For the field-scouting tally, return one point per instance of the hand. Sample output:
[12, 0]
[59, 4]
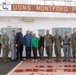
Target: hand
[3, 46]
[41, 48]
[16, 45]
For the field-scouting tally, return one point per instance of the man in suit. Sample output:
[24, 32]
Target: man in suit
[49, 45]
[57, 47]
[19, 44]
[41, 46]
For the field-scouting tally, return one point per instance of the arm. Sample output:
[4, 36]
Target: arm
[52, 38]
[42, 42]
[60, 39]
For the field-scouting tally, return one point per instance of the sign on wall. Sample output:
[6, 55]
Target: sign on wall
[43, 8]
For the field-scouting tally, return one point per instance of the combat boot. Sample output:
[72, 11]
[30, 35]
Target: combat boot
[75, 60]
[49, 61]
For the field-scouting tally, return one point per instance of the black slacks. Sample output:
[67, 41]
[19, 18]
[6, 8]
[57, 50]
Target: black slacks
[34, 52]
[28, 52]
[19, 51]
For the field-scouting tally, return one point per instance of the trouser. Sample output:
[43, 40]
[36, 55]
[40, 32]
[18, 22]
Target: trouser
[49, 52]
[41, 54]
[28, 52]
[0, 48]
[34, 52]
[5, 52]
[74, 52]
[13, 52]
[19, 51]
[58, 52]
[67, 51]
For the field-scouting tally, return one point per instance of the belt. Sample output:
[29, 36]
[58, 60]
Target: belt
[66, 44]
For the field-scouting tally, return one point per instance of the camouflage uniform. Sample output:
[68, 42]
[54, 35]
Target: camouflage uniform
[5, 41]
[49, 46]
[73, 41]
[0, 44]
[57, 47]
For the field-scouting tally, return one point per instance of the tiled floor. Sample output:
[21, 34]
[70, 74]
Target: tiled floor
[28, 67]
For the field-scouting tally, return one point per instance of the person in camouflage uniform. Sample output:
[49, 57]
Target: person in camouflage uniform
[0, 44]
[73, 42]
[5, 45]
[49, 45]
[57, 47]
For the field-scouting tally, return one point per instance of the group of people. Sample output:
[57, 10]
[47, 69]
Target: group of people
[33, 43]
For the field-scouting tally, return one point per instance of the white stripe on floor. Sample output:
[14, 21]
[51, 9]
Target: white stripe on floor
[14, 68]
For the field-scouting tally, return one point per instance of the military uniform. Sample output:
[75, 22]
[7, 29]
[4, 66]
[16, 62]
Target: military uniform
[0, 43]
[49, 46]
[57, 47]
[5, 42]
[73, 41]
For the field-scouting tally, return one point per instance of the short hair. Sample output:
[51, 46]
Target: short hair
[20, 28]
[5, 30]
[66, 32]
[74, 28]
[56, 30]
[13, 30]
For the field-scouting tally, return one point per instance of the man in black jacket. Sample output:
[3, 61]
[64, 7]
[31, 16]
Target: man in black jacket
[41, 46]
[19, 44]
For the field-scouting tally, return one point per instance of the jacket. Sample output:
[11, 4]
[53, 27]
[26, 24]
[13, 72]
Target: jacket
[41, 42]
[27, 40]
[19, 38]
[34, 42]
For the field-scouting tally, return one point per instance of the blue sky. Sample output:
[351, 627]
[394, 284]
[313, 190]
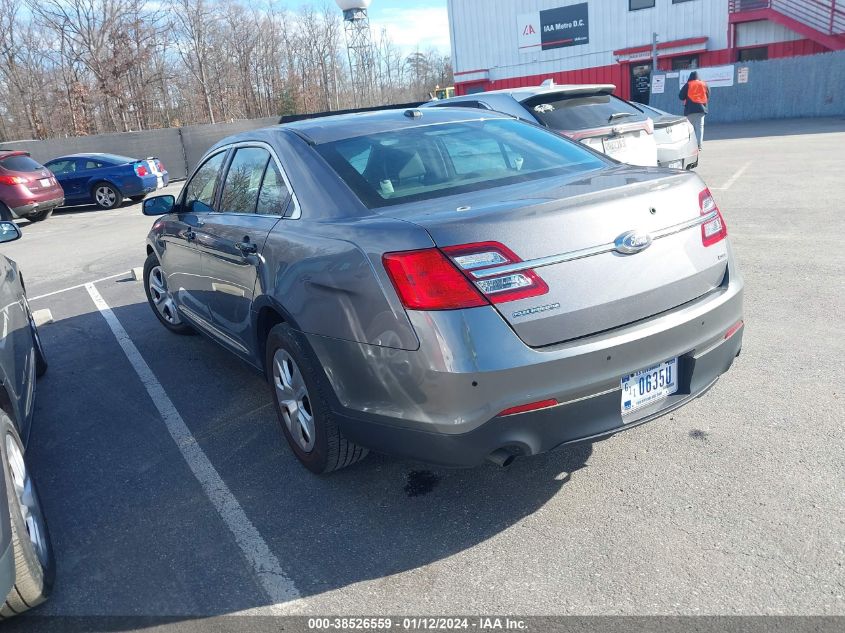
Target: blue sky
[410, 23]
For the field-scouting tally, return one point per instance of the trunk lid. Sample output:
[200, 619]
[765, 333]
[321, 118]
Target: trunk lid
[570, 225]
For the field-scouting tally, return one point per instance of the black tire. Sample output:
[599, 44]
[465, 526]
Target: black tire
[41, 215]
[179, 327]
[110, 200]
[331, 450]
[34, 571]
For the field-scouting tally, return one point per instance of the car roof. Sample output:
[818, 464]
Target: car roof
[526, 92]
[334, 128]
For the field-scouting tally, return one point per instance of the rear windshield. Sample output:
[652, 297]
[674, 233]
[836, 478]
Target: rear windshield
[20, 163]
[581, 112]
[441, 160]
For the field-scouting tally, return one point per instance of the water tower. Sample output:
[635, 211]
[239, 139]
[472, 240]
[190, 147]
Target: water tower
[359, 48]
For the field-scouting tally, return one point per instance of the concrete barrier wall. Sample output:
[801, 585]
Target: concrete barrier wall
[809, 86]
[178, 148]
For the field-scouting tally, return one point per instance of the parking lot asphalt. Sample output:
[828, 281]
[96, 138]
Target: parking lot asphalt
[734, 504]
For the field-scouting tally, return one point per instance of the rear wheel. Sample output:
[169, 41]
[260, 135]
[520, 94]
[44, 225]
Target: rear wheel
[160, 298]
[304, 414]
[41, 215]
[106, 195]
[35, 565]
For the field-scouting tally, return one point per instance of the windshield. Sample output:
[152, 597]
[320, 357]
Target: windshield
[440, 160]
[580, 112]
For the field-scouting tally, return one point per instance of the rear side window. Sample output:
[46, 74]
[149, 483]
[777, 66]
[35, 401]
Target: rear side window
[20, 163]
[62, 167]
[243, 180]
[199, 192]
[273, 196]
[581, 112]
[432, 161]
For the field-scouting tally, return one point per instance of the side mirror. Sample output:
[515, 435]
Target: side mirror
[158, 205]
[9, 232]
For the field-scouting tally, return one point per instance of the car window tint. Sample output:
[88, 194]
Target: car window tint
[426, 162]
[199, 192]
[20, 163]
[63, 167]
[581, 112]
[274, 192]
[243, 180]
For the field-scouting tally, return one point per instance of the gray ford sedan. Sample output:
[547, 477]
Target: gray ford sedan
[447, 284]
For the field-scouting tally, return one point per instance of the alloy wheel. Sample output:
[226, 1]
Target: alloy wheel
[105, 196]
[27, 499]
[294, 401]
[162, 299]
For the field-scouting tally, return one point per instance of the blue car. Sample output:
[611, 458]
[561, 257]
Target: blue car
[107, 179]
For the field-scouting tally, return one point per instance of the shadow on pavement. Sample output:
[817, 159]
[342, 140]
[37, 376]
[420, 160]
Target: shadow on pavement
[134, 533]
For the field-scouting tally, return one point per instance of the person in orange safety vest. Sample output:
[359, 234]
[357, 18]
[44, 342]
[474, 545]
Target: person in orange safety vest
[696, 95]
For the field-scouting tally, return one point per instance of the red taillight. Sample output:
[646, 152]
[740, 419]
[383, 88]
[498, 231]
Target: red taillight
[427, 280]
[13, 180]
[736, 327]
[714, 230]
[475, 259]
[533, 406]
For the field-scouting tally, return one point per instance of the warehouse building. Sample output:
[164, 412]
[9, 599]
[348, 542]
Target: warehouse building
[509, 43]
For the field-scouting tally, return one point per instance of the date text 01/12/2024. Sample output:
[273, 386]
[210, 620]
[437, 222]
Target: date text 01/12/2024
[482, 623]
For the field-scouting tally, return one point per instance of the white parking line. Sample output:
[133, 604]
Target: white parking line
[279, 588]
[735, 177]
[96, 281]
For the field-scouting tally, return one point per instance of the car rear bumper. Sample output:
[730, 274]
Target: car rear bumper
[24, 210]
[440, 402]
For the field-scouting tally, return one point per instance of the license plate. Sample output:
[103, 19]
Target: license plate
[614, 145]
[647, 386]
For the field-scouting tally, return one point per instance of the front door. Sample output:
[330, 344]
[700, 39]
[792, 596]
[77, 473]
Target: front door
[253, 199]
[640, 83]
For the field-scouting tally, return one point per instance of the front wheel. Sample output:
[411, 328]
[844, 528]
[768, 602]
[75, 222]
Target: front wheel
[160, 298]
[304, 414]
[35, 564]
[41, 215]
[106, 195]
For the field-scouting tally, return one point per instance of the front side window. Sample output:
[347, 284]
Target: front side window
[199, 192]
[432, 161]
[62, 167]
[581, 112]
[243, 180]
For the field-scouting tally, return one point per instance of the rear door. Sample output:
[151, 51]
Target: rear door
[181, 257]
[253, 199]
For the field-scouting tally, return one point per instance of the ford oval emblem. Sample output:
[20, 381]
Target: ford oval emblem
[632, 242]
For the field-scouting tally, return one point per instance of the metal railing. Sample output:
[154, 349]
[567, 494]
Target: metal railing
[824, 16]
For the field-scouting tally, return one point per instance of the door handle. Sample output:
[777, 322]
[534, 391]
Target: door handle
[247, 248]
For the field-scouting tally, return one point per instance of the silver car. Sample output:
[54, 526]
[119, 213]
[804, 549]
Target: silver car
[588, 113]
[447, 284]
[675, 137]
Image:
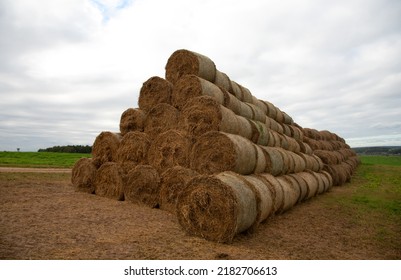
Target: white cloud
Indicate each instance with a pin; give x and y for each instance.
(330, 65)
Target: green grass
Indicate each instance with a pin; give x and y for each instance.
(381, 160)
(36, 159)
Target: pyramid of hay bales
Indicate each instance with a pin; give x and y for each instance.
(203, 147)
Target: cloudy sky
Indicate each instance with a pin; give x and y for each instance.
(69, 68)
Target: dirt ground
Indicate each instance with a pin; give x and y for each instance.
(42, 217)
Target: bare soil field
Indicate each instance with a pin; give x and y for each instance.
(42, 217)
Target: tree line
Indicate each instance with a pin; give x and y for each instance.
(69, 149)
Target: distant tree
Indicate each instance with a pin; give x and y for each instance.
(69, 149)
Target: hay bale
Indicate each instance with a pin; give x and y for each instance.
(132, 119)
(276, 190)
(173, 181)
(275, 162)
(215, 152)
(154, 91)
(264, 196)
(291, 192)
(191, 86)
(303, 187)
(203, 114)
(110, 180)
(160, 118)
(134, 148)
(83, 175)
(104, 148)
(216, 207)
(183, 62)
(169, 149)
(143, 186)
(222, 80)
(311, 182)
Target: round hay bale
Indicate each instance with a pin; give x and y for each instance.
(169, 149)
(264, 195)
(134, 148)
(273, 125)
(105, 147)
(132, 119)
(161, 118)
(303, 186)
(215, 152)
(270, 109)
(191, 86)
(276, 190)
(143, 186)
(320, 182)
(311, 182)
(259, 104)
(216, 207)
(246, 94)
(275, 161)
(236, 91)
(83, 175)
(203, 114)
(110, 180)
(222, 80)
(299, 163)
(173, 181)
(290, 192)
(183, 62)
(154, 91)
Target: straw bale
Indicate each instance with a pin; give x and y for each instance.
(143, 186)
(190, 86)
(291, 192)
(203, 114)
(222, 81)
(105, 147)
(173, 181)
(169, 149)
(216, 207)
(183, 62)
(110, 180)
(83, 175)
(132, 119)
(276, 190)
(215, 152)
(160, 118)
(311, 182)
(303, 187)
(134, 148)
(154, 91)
::::::
* _Exercise description_: Extract, verbatim, the lines from the one containing "Target: bare soil field" through the last line of the listing above.

* _The answer_:
Target: bare soil field
Indicate each instance with a pin; give x and y for each instance.
(42, 217)
Target: tree line
Indicate each instance with a pin; give x and y for each instance.
(69, 149)
Target: distant tree
Indicate each instance with a pin; give x and y for each instance.
(69, 149)
Target: hay bale
Indicate each instance with a pin; give x and y for each instance.
(132, 119)
(276, 190)
(173, 181)
(275, 162)
(215, 152)
(154, 91)
(264, 196)
(291, 192)
(191, 86)
(303, 187)
(203, 114)
(110, 180)
(160, 118)
(134, 148)
(83, 175)
(104, 148)
(216, 207)
(183, 62)
(169, 149)
(143, 186)
(222, 80)
(311, 182)
Target: round hay bale
Indicate each instance with a pin; give x and y for each instance.
(169, 149)
(264, 195)
(134, 148)
(273, 125)
(105, 147)
(132, 119)
(161, 118)
(303, 186)
(215, 152)
(270, 109)
(191, 86)
(276, 190)
(143, 186)
(320, 182)
(311, 182)
(259, 104)
(216, 207)
(246, 94)
(275, 161)
(236, 91)
(83, 175)
(203, 114)
(110, 180)
(222, 80)
(299, 163)
(173, 181)
(290, 192)
(183, 62)
(154, 91)
Target: straw bale
Indicate each instance with a pin; give x and y for each instance.
(143, 186)
(190, 86)
(291, 192)
(203, 114)
(222, 81)
(105, 147)
(173, 181)
(169, 149)
(216, 207)
(183, 62)
(110, 180)
(83, 175)
(132, 119)
(276, 190)
(215, 152)
(160, 118)
(311, 182)
(303, 187)
(134, 148)
(154, 91)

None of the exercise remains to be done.